Extract every line of the listing below that contains the word "skydiver".

-- start of Data for this exercise --

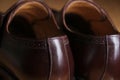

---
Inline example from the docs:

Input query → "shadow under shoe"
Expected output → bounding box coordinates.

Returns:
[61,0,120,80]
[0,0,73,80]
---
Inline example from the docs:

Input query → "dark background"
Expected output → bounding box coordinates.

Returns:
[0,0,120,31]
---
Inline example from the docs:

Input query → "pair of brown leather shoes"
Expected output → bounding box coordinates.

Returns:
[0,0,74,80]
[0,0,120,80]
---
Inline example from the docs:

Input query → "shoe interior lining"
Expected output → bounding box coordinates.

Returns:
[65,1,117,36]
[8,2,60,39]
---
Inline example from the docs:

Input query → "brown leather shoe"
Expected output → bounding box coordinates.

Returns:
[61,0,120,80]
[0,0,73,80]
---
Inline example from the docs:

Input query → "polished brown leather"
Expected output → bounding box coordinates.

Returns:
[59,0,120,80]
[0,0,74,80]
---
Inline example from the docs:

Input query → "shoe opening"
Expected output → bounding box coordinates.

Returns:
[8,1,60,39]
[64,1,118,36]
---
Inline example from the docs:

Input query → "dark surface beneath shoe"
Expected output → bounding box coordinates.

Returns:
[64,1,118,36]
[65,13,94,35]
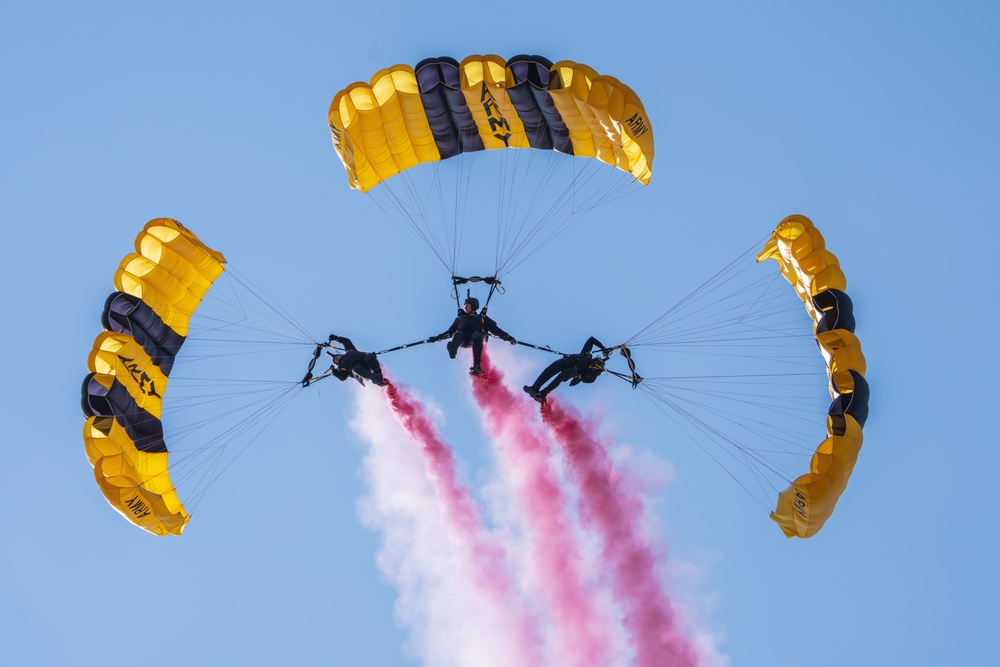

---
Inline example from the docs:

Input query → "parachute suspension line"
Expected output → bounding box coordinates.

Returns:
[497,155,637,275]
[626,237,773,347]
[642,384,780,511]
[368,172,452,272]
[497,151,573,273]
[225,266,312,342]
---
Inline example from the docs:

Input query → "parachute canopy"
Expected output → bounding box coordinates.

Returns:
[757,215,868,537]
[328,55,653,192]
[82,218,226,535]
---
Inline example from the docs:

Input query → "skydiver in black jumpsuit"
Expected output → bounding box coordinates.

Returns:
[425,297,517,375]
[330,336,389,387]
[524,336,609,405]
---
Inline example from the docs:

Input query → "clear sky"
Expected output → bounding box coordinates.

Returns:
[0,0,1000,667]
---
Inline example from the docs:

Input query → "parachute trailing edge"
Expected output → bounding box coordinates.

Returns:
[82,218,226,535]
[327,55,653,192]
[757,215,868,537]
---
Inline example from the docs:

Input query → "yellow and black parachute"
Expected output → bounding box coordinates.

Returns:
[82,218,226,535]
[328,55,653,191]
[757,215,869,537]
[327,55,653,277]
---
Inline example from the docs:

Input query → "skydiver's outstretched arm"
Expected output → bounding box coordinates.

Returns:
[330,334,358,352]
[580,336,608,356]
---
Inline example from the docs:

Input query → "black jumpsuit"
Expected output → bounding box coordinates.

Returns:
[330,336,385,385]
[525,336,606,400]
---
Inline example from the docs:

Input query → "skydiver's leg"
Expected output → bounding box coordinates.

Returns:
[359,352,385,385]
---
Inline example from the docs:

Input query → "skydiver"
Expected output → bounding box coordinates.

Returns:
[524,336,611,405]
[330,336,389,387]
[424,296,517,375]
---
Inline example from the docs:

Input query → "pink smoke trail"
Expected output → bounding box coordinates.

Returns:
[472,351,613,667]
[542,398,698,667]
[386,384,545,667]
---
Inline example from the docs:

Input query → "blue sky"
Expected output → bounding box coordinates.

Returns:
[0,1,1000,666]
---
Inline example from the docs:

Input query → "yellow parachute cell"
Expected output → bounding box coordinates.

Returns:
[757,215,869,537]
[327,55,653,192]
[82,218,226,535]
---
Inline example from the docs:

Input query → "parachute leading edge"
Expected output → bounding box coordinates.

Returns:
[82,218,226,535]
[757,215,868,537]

-- end of Data for this exercise --

* **Problem solution**
Input query → "skydiver in black jumpsuit"
Input query → "skydiver's outstretched arm"
Input query → "skydiver's leg"
Input query → "skydiver"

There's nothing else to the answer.